YOUR GOAL: The records underneath are to be repeated exactly, with the pictures left out.

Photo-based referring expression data
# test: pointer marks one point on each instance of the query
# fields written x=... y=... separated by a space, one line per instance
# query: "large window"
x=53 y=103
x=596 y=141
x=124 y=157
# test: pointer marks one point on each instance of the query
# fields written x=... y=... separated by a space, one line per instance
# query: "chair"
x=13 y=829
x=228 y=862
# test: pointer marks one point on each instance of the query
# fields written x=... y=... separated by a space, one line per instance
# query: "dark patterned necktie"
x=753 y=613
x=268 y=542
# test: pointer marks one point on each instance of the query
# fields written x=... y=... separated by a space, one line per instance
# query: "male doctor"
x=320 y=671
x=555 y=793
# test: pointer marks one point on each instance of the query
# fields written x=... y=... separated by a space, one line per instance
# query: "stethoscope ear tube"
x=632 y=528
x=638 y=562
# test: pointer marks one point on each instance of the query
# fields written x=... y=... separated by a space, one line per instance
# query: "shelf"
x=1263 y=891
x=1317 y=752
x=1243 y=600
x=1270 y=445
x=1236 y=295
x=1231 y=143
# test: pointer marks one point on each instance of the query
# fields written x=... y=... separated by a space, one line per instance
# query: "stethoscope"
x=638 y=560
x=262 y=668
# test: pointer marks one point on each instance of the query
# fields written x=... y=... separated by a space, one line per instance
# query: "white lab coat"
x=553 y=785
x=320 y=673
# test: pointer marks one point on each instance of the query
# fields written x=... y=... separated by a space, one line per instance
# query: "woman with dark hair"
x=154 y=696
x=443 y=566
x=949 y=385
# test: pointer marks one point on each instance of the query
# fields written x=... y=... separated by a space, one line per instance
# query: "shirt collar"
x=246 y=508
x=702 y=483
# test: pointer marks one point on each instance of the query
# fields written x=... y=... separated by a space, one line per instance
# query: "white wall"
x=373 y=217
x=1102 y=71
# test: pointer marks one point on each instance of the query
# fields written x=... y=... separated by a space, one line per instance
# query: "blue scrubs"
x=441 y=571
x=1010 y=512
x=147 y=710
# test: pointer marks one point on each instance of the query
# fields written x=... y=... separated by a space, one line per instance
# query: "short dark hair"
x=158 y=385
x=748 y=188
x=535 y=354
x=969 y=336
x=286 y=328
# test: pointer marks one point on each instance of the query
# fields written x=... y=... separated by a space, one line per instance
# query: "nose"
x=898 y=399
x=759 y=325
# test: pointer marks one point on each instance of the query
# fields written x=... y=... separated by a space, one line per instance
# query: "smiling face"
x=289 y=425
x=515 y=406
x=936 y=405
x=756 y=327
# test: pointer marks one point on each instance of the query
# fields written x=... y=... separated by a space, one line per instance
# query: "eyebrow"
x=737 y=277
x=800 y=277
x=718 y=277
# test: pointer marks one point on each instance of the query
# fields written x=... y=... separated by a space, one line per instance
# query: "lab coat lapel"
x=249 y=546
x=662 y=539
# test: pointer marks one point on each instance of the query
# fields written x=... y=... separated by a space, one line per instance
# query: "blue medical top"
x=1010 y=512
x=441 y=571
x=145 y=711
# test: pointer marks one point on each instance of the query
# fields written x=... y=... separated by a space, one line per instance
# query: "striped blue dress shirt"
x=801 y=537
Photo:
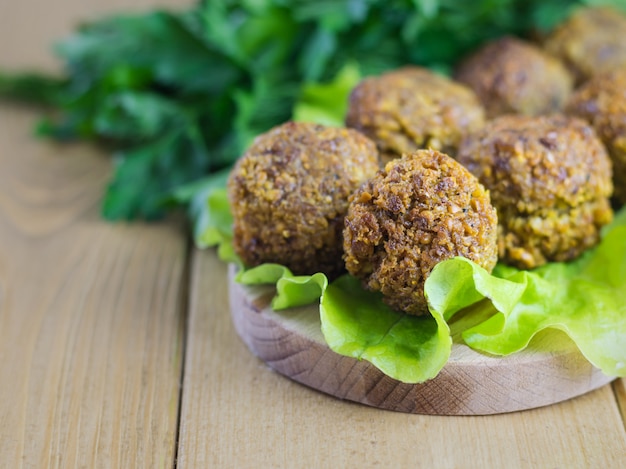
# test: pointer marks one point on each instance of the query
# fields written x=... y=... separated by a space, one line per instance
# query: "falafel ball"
x=513 y=76
x=550 y=180
x=289 y=195
x=602 y=102
x=420 y=210
x=590 y=42
x=412 y=108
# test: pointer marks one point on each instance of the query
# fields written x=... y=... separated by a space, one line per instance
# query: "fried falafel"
x=413 y=108
x=602 y=102
x=289 y=195
x=513 y=76
x=590 y=42
x=421 y=209
x=550 y=180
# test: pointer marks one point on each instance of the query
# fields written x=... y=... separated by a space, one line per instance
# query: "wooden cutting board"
x=550 y=370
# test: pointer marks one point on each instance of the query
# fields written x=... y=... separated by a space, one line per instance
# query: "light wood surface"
x=237 y=412
x=102 y=364
x=549 y=370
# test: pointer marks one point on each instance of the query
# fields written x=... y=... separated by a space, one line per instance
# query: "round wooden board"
x=550 y=370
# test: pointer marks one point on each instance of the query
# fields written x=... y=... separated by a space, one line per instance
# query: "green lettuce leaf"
x=584 y=299
x=327 y=103
x=291 y=290
x=356 y=323
x=502 y=311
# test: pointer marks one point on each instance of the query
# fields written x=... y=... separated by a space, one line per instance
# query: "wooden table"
x=117 y=349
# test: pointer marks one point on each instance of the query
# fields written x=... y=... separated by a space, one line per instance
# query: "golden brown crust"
x=420 y=210
x=602 y=102
x=412 y=108
x=590 y=42
x=289 y=195
x=513 y=76
x=550 y=180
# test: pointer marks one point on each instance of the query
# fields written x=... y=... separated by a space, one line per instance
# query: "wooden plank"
x=291 y=342
x=91 y=313
x=236 y=412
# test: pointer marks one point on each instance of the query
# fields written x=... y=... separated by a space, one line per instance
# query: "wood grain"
x=91 y=315
x=550 y=370
x=237 y=412
x=619 y=387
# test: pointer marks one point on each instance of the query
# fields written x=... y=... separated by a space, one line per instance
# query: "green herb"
x=181 y=94
x=503 y=311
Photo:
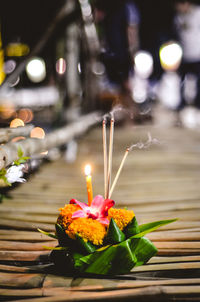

EXERCISE RESPONSE:
# test: pointer marks one point on each instance of the query
# fields written x=... y=... separated by a space, one line per instance
# query: "large window"
x=53 y=103
x=596 y=141
x=124 y=157
# test: pointer marks one point on each instance of the query
# fields written x=... y=... separated by a space, one line per instance
# query: "chair"
x=13 y=829
x=228 y=862
# test: pointer marks one point on each instance of the query
# fields written x=... y=... separated by a space, one line per instance
# query: "dark patterned necktie"
x=753 y=613
x=268 y=542
# test: pointer marks one point on each instance of the query
# fields written x=... y=... separated by a space, one line per instance
# query: "male doctor"
x=320 y=671
x=555 y=793
# test: pointer marks one point on each instance of the query
# fields written x=... y=... separated by a space, one line per instance
# query: "stethoscope ear tube"
x=632 y=528
x=638 y=562
# test: pointer marks one point on each instance of the query
# fields written x=... y=... separated by a space, one line per instance
# query: "shelf"
x=1263 y=891
x=1317 y=752
x=1243 y=600
x=1270 y=445
x=1236 y=295
x=1231 y=143
# test: pointer marks one point on each instance of the query
# fields written x=... y=... separated by a space, one line per instance
# query: "stethoscope"
x=638 y=560
x=262 y=668
# test: pointer marks one point on each instance of the query
# fields written x=... y=... separated by a space, one line per instance
# query: "white lab coat"
x=553 y=785
x=320 y=673
# test: pointer marks one point on each instance of the query
# fields written x=... y=... separated by a space, one line per instance
# query: "woman with dark hair"
x=154 y=696
x=443 y=566
x=949 y=385
# test: pointer marks one point on each instance of the query
# fields written x=... y=... separated by a space, one line per instance
# query: "shirt collar"
x=246 y=508
x=702 y=483
# test: pointer marks one point on each instance of the query
# fields written x=... y=... separated by a space, one line per instance
# query: "white wall"
x=373 y=217
x=1102 y=71
# test: pointer marks one point on each instance of the query
# fields written x=... y=... separated by a space, one line per instance
# query: "blue scrubs"
x=441 y=571
x=1010 y=512
x=147 y=710
# test: pointer marks one point on each instance of the query
# fields written x=... y=... separated by a space, one line per instance
# query: "short dark hair"
x=158 y=385
x=748 y=188
x=535 y=354
x=969 y=336
x=286 y=328
# test: pointer marks one point on each instance of the query
# fields written x=... y=... separated by a space, one line per instance
# query: "nose"
x=898 y=399
x=759 y=325
# test: pointer marks one point on each instance of the query
# fields written x=... y=... separated by a space, one line per instance
# query: "smiling face"
x=289 y=425
x=515 y=406
x=936 y=405
x=756 y=327
# test: pointer marks one point on each instance of the query
# fields written x=... y=... separated by a space, one line per instance
# query: "eyebrow"
x=737 y=277
x=800 y=277
x=718 y=277
# test: pointer marks one point on each instance of the query
# fields written x=... y=... separated by a space, one line per instance
# query: "lab coat lapel"
x=249 y=546
x=662 y=539
# test: pointer marks one point on each instance of the query
# fields written x=... y=... separated by a space, one line per instance
# query: "blue medical top"
x=1010 y=512
x=441 y=571
x=145 y=711
# test: pointer marks one point on each instance of the query
# fields written x=... y=... separated by a space, one line per instance
# query: "striped blue dress shirt"
x=801 y=537
Photo:
# test: pointer marks one point on each instance of the query
# fields written x=... y=... separated by a space, one line per instance
# query: "falafel ball"
x=513 y=76
x=550 y=180
x=289 y=195
x=602 y=102
x=420 y=210
x=590 y=42
x=412 y=108
# test: pointer marks one point on each instance of the query
# fields written x=... y=... separated by a space, one line per instance
# query: "fried falafel"
x=413 y=108
x=602 y=102
x=289 y=195
x=513 y=76
x=590 y=42
x=421 y=209
x=550 y=180
# test: pointer marks one point on each instance of the query
# fields written x=... y=... separated by a space, one line per instance
# query: "wooden cutting board"
x=550 y=370
# test: pointer marks one point on each instance of the query
# fields written x=... y=... separated by a space, one line per instance
# query: "light wood surface"
x=237 y=412
x=102 y=364
x=549 y=370
# test: pointer marks one point on each instance of the query
# fields written x=... y=... separated by a space, one line per instance
# query: "round wooden board"
x=550 y=370
# test: pointer marks one point on each instance of the query
# fields written x=... y=... separated by a space, one line per instance
# query: "green lettuce leaf"
x=584 y=299
x=327 y=103
x=291 y=290
x=356 y=323
x=502 y=311
# test: pointer marks one point on each instance of the query
# fields written x=... y=... separated by a space, one line per instance
# query: "wooden table"
x=117 y=349
# test: pointer marks one point on each instance of the query
# fields written x=... y=... separated by a space, one line per instance
# query: "golden brown crust"
x=420 y=210
x=602 y=102
x=412 y=108
x=590 y=42
x=289 y=195
x=513 y=76
x=550 y=180
# test: pointer marks one point on each instance of the query
# fields written x=... y=... separated by a space, one line per instance
# query: "wooden plank"
x=291 y=342
x=91 y=313
x=236 y=412
# test: pointer marks one point on each instance of the query
# fields written x=... y=... separated by a space, one line per instance
# query: "wood grain"
x=91 y=315
x=550 y=370
x=237 y=412
x=619 y=387
# test: pointer marks one point on each instance of the query
# fields written x=... y=... separated by a space, one line per instance
# query: "green herb"
x=181 y=94
x=503 y=311
Photo:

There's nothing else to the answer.